Goal A -
In the Kured announcement, what file path is given as an example of a reboot sentinel?

Supplied passage -

-- -- --

Announcing Kured, a Kubernetes Reboot Daemon

By Adam Harrison
November 03, 2017

Kured (KUbernetes REboot Daemon) is a Kubernetes daemonset that performs safe automatic node reboots when the need to do so is indicated by the package management system of the underlying OS.

Related posts

Cloud-Native Now Webinar: Containers Kubernetes Management

Kubernetes Security - A Complete Guide to Securing Your Containers

KubeCon EU 2023 Recap – GitOps Sessions on Flux with OCI, Liquid Metal CI/CD Platforms & Telco Cloud Platforms

The facts  

Kured (KUbernetes REboot Daemon) is a Kubernetes daemonset that performs safe automatic node reboots. It gets triggered by the package management system of the underlying OS. 

2017-10-24-kured-logo.png

In essence Kured:

  • Watches for the presence of a reboot sentinel e.g. /var/run/reboot-required
  • Utilises a lock in the API server to ensure only one node reboots at a time
  • Optionally defers reboots in the presence of active Prometheus alerts
  • Cordons & drains worker nodes before reboot, uncordoning them after

The Reboot Problem 

At Weaveworks the development and production clusters underpinning Weave Cloud are orchestrated with Kubernetes running on EC2, maintained with Terraform and Ansible

The EC2 instances run Ubuntu 16.04 withunattended-upgradesenabled, so the machines need to be rebooted periodically (mainly in response to kernel upgrades). If they aren’t, the clusters are at risk from security vulnerabilities, and eventually run out of disk space as the OS is unable to remove older kernels and modules.

-- -- --

Goal B -
Please reproduce the records below from the line containing "Exercise. Annotate the mown" down through the end of the records, both ends included. Keep the requests unchanged, but multiply every x and y coordinate in the answers by 2.1 and round to whole numbers, with halves rounded up.

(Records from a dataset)
-- -- --

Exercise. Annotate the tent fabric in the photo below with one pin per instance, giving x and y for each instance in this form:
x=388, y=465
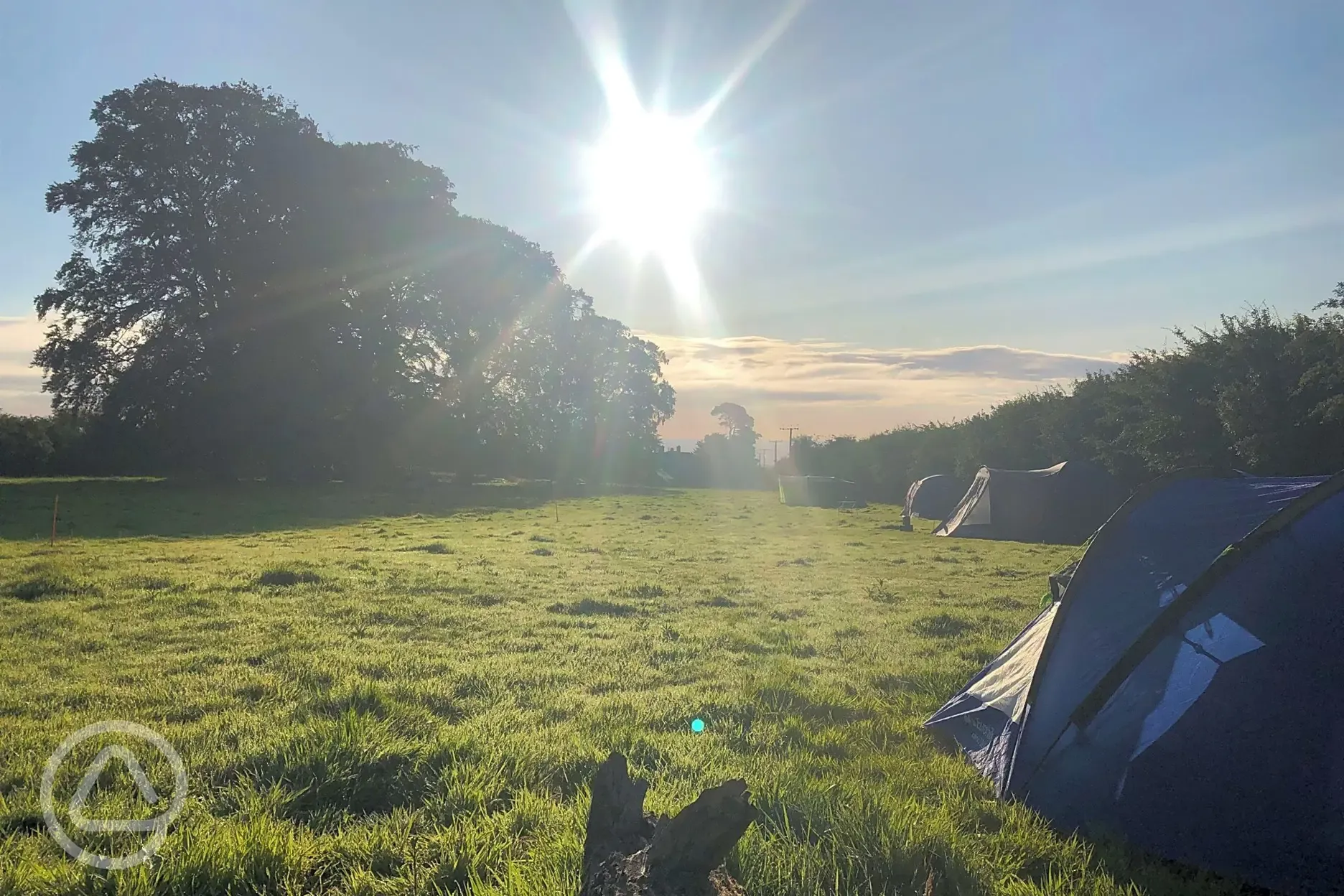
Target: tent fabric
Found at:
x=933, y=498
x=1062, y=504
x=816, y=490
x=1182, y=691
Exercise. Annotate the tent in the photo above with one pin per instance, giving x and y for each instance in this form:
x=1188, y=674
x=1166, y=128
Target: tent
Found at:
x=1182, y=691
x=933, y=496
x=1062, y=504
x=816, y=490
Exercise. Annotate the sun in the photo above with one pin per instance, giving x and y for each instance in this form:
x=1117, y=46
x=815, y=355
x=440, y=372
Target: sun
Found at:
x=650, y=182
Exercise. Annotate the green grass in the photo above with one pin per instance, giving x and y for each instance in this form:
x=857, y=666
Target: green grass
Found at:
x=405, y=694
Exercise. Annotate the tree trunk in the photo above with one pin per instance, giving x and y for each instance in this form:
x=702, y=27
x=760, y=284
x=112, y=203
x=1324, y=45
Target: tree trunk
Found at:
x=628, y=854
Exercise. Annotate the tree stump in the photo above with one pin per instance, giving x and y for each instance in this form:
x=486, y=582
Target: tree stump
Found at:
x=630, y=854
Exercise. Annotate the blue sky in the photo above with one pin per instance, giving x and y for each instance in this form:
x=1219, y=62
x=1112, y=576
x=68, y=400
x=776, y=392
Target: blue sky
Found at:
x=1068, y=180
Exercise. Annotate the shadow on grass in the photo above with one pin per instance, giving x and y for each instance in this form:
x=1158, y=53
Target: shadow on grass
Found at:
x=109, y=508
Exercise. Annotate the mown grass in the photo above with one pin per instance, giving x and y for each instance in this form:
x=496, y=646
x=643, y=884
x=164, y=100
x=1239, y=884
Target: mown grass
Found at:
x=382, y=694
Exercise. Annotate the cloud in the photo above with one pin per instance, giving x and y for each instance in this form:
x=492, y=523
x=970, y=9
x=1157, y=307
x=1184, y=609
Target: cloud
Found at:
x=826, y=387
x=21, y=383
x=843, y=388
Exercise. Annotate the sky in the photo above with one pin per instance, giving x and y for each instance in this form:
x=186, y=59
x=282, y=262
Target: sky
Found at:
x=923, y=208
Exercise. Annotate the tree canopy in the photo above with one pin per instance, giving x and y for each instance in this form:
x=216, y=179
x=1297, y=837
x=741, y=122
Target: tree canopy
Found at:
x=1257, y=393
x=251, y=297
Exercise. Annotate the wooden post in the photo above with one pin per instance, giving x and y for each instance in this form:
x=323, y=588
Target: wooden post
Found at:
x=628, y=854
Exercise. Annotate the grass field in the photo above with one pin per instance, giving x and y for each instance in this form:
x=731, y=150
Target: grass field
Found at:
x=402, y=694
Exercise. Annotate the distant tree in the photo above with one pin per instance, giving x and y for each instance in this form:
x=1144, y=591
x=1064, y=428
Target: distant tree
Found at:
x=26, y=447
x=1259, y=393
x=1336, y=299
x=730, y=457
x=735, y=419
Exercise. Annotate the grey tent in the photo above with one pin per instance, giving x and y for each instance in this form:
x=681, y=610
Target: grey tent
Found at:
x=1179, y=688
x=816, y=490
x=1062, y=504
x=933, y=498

-- -- --

Problem solution A -
/var/run/reboot-required

Problem solution B -
Exercise. Annotate the mown grass in the photo above with one pin per instance, giving x and y for each instance in this form:
x=496, y=646
x=643, y=884
x=164, y=100
x=1239, y=884
Target: mown grass
Found at:
x=802, y=1457
Exercise. Annotate the cloud in the photo above with one pin per instance, giving x and y for each instance in this form:
x=492, y=523
x=970, y=9
x=1157, y=307
x=1184, y=609
Target: cloud
Found at:
x=1735, y=813
x=44, y=804
x=1770, y=815
Exercise. Annotate the sky in the photo above with one pin per instance, giving x and y for each instance in this form:
x=186, y=59
x=282, y=262
Target: sky
Found at:
x=1938, y=437
Exercise. Annotate the tree canopy in the photo above with one pin per instance, giving x and y for each instance in this form:
x=216, y=179
x=1297, y=837
x=741, y=122
Target: tree canopy
Found at:
x=2640, y=825
x=527, y=624
Exercise. Annotate the wooden post in the photo above with one pin per instance, giving x and y for each instance in this form:
x=323, y=588
Target: wooden post
Found at:
x=1319, y=1793
Exercise. Annotate the grass field in the photo above with one pin per instance, giving x and y for each instance in this form:
x=731, y=150
Target: grass field
Found at:
x=844, y=1457
Exercise. Annotate the distant tree in the photo above with one pin per instance, giving x and y for each instance in this form:
x=1144, y=591
x=1064, y=428
Target: distant tree
Found at:
x=55, y=939
x=2644, y=825
x=2806, y=628
x=1533, y=960
x=1544, y=880
Exercise. Annotate the grey tent in the photo above with one pin per instance, giving x and y for each instance in this form:
x=681, y=610
Target: grey tent
Found at:
x=2476, y=1445
x=1714, y=1029
x=2230, y=1058
x=1959, y=1046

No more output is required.